Contrairement aux apparences, l’Afrique donne bien plus qu’elle ne reçoit de l’Occident. Senghor, malgré la fâcheuse et fausse réputation de nègre-toubab que lui collaient ses détracteurs, avait popularisé la thèse appelée « détérioration des termes de l’échange ». A l’époque l’accent était essentiellement mis sur les échanges économiques. L’ancien président ne se doutait pas que la détérioration affecterait les biens culturels. 

Commençons par les arts plastiques. De 1974 à 1985, le Sénégal a organisé, à travers le monde et presque entièrement à ses frais, une exposition itinérante d’ arts contemporains. Pour avoir eu le privilège de l’accompagner en Europe et dans les Amériques, je sais que, de cette tournée, notre pays espérait beaucoup de retombées.  Diplomatiquement, nous avons laissé l’image d’un pays stable où il fait bon vivre. Mais  « l’honneur sans argent… »

La dégradation des termes de l’échange se poursuit dans les rencontres internationales auxquelles nous participons, presque toujours avec nos propres moyens. Quand vient notre tour d’organiser des manifestations semblables, nous payons les étrangers pour qu’ils viennent nous « honorer de leur présence ».

Voyons ailleurs… La musique moderne qui semble tirer son épingle du négoce international se soumet, en fait, à la tyrannie du Disque d’Or, des Grammy Awards, c’est-à dire à un certain dégraissage pour se rendre digeste aux tripes occidentales

Le Jazz, le reggae se sont imposés nature, sans  s’accommoder au goût des pays d’accueil. Pourquoi donc notre musique devrait-elle s’adoucir au tympan des « oreilles rouges » ?

● **Lignes fournies**
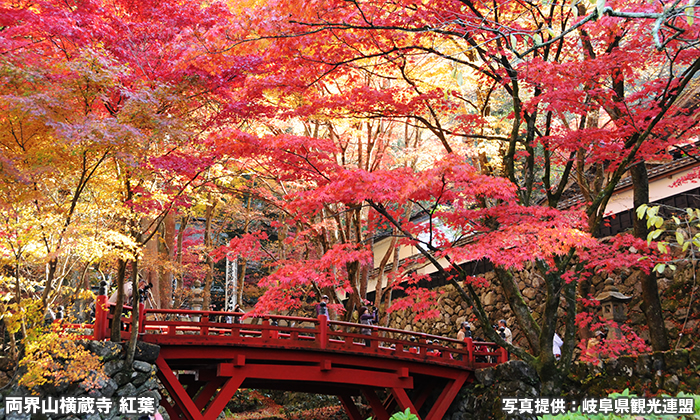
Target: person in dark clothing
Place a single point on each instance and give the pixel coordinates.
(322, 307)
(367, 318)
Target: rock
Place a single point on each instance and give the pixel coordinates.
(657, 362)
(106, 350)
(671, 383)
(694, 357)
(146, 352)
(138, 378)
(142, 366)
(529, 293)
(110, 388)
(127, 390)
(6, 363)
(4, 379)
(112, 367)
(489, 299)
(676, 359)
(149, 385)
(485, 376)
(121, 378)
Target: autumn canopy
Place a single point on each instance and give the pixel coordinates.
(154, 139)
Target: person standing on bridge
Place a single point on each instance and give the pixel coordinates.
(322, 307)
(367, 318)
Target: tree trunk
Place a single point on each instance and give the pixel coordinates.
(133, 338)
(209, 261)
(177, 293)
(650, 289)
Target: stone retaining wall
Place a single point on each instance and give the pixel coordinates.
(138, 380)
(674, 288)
--
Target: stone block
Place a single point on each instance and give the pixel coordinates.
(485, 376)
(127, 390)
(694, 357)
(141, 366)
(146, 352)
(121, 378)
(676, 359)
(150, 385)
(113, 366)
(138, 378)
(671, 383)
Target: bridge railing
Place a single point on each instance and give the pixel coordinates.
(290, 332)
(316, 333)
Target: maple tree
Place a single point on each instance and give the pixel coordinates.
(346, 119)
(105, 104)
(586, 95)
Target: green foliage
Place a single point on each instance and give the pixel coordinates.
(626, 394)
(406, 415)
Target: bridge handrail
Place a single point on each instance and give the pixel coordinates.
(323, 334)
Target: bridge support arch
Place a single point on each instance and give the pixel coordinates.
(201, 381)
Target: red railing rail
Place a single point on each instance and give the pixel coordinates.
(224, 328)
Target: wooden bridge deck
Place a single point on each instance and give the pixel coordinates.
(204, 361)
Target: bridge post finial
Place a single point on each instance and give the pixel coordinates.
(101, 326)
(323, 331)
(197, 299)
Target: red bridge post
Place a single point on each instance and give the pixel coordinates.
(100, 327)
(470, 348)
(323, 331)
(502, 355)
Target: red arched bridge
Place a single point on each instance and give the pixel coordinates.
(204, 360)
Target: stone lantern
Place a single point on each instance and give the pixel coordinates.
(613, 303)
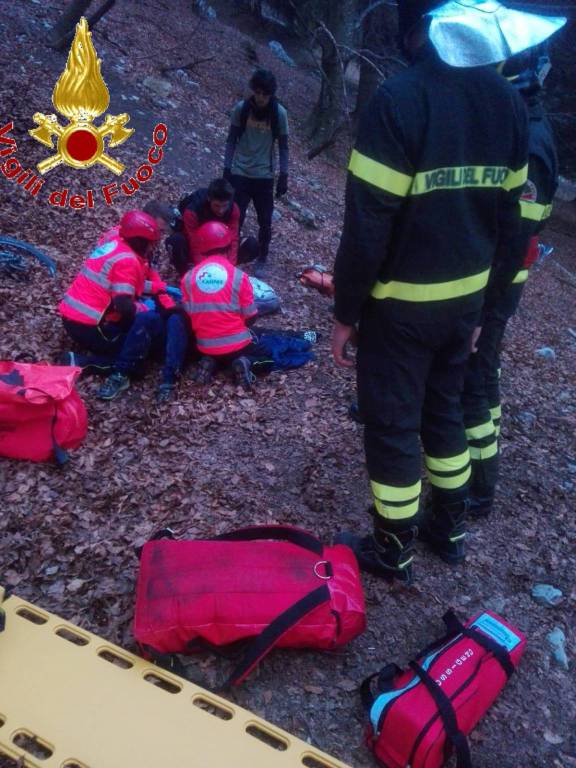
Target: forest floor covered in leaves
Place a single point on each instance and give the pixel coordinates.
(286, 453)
==
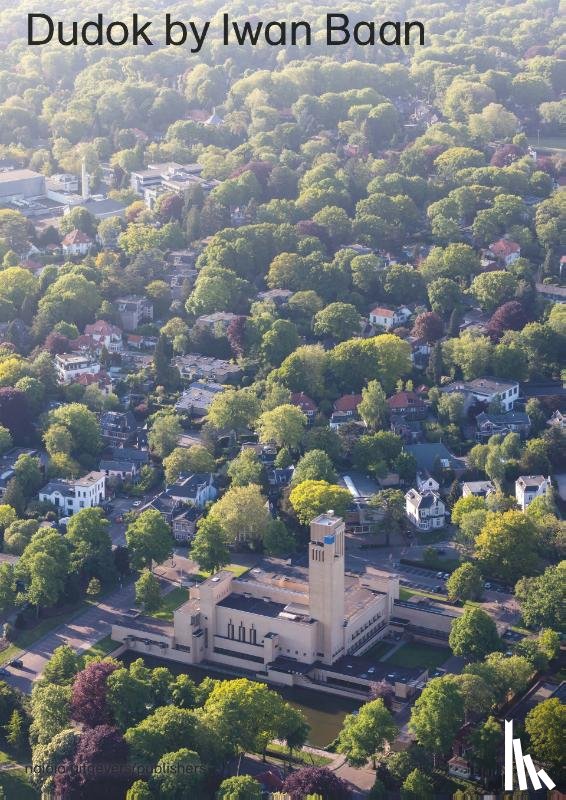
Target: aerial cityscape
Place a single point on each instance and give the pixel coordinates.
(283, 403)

● **Consignes**
a. Recopiez un passage du texte sur les échanges culturels : commencez aux mots « Contrairement aux apparences, l’Afrique » et arrêtez-vous après les mots « les biens culturels. ».
b. D'après le texte sur les échanges culturels, pendant quelles années le Sénégal a-t-il organisé une exposition itinérante d'arts contemporains ?
Servez-vous seulement du texte sur les échanges culturels, pas des lignes.

● **Réponses attendues**
a.
Contrairement aux apparences, l’Afrique donne bien plus qu’elle ne reçoit de l’Occident. Senghor, malgré la fâcheuse et fausse réputation de nègre-toubab que lui collaient ses détracteurs, avait popularisé la thèse appelée « détérioration des termes de l’échange ». A l’époque l’accent était essentiellement mis sur les échanges économiques. L’ancien président ne se doutait pas que la détérioration affecterait les biens culturels.

b. De 1974 à 1985.